[Pointing dataset data]
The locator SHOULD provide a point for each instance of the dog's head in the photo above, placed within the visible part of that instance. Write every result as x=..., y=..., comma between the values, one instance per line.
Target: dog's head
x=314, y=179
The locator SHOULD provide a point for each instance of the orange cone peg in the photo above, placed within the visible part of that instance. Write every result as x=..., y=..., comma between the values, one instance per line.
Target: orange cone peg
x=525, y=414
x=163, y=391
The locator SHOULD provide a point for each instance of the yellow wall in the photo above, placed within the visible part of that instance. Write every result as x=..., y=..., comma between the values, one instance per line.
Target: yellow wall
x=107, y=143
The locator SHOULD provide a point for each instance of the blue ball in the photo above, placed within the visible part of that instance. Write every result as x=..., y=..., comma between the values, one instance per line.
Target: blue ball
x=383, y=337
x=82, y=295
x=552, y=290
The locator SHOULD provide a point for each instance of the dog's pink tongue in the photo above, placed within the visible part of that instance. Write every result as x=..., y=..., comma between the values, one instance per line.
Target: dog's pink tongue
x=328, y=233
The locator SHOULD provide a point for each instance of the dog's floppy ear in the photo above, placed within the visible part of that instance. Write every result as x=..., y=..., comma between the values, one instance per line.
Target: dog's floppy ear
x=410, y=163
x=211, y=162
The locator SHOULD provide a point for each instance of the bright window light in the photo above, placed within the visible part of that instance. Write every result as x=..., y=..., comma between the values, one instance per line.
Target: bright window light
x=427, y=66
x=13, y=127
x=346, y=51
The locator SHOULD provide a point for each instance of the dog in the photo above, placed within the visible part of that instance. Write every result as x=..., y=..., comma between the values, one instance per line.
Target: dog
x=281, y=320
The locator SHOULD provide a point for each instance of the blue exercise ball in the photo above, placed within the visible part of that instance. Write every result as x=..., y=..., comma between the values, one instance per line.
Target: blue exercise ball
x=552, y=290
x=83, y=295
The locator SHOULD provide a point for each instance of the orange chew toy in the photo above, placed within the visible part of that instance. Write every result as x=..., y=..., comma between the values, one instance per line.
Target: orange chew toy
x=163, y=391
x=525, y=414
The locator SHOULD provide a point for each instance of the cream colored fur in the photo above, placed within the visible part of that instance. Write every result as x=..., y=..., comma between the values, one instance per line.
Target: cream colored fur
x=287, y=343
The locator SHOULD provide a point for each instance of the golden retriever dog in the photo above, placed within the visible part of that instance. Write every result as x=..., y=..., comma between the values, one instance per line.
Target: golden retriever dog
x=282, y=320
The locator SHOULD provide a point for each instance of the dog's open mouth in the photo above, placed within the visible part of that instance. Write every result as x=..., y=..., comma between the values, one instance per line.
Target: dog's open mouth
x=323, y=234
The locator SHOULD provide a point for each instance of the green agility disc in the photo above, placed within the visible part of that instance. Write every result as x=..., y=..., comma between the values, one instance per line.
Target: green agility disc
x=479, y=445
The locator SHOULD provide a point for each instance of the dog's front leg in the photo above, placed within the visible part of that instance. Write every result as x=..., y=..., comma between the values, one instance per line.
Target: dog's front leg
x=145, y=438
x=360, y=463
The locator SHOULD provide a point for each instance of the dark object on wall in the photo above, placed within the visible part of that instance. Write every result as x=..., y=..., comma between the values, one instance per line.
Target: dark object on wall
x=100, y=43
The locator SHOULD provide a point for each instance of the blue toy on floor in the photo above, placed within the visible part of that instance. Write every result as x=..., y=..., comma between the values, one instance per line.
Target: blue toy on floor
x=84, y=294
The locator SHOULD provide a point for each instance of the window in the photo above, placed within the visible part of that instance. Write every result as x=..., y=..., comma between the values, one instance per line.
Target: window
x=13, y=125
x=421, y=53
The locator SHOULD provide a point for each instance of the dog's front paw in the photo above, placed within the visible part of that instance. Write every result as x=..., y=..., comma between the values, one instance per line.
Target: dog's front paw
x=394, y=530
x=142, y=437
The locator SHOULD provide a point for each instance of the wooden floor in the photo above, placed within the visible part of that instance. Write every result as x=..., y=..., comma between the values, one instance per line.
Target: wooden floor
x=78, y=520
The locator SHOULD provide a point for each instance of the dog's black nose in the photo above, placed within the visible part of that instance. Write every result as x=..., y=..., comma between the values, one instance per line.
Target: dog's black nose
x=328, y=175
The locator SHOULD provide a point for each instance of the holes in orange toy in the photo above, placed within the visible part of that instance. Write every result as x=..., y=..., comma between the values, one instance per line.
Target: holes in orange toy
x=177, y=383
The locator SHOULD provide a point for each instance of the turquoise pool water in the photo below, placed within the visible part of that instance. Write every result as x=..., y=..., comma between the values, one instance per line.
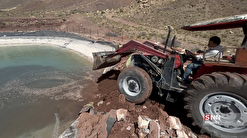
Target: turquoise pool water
x=35, y=83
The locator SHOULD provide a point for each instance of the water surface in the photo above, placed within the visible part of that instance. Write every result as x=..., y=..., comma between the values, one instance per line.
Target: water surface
x=35, y=83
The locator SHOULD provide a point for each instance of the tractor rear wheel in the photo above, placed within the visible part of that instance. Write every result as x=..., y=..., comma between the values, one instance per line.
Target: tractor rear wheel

▸ **What needs to be done**: Can you reproduce the data between the lines holding "of the dark" and "x=84, y=294", inclusive, offsetting every coordinate in the answers by -134 and keeping every other line unchanged?

▸ **The answer**:
The locator SHOULD provide a point for each instance of the dark object on wall in the photo above, placed within the visible part of that instance. Write every result as x=..., y=..., comma between the values, one instance per line.
Target: dark object on wall
x=-34, y=-91
The locator SHOULD provide a point for each instance of the blue toy on floor in the photo above, placed within the visible part of that instance. Write every result as x=..., y=..., comma between the values, one instance per line.
Target: blue toy on floor
x=-50, y=160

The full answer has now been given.